_SUPPLIED PASSAGE_
* begin *

Route information
- Maintained by Department of Infrastructure
- Length: 37.1 km (23.1 mi)
- Existed: 1966–present

Major junctions
- South end: PR 201 near Osterwick
- PTH 3 in Morden
- North end: PTH 23 in Rosebank

Location
- Country: Canada
- Province: Manitoba
- Rural municipalities: Stanley, Thompson
- Major cities: Morden

Highway system
- Provincial highways in Manitoba; Winnipeg City Routes;
| ← PR 430 |  | → PR 433 |

= Manitoba Provincial Road 432 =

Provincial road in Manitoba, Canada

Provincial Road 432 (PR 432) is a 37.1 km north–south highway in the Pembina Valley Region of Manitoba, connecting the town of Rosebank with the city of Morden, as well as rural areas to the south near the United States border.

==Route description==

PR 432 begins in the Rural Municipality of Stanley at a junction with PR 201 between Pembina Valley Provincial Park and Osterwick, meandering northeast as a two-lane gravel road through farmland while traversing several creeks and switchbacks. Becoming paved, the highway follows the eastern coastline of Lake Minnewasta as it enters the city of Morden along Willcocks Road. After joining Mountain Street via a sharp left hand curve, PR 432 travels through neighbourhoods and an industrial area on the west side of downtown, crossing a railway to enter a business district and have an intersection with PTH 3 (Boundary Commission Trail / Thornhill Street). It travels through several more blocks of neighbourhoods before leaving Morden and heading north through rural farmland for the next several kilometres. The highway enters the Rural Municipality of Thompson, traversing more rural areas before entering the town of Rosebank and coming to an end at an intersection with PTH 23.

* end *

_WHAT NEEDS TO BE DONE_
Reproduce the section of the Provincial Road 432 article starting with "Highway system" and going on through "United States border.", character for character.

_RAW RECORDS_
* begin *

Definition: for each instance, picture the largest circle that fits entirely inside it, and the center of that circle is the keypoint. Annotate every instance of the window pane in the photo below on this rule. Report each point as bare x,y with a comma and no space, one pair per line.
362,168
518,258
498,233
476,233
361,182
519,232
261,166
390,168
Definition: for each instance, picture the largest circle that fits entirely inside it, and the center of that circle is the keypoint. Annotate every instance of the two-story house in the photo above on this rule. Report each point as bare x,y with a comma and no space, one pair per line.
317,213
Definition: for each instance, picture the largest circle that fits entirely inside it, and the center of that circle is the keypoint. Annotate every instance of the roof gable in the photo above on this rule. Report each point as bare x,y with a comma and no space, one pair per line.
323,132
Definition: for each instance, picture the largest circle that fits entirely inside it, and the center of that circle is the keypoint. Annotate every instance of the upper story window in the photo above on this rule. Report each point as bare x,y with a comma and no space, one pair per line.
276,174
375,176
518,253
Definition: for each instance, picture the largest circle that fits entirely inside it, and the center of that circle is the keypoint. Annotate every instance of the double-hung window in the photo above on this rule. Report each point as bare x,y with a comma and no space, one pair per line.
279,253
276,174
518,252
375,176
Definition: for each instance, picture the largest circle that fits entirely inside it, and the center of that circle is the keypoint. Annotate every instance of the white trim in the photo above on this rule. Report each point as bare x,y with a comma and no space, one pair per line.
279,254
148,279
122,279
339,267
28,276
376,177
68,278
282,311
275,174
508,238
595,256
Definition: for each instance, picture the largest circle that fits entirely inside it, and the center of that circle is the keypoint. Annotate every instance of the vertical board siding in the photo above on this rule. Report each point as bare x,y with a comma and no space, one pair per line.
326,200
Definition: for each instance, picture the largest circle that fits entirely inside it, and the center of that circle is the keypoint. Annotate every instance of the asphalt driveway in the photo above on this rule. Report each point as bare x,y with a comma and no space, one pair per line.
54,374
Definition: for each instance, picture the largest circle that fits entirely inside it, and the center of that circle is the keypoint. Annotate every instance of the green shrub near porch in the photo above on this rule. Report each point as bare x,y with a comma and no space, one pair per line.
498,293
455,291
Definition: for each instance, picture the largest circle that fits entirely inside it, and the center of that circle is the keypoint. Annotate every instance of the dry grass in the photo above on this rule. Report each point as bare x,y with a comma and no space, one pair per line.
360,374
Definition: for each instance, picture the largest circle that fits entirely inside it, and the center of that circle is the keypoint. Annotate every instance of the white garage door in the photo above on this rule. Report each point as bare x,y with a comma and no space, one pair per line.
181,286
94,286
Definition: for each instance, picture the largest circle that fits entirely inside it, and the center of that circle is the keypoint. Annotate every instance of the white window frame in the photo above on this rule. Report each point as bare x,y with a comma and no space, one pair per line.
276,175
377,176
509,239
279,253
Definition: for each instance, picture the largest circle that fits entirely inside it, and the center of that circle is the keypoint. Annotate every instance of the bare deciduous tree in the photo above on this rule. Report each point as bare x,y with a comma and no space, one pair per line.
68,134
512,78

* end *

_SOLVED PROBLEM_
Highway system
- Provincial highways in Manitoba; Winnipeg City Routes;
| ← PR 430 |  | → PR 433 |

= Manitoba Provincial Road 432 =

Provincial road in Manitoba, Canada

Provincial Road 432 (PR 432) is a 37.1 km north–south highway in the Pembina Valley Region of Manitoba, connecting the town of Rosebank with the city of Morden, as well as rural areas to the south near the United States border.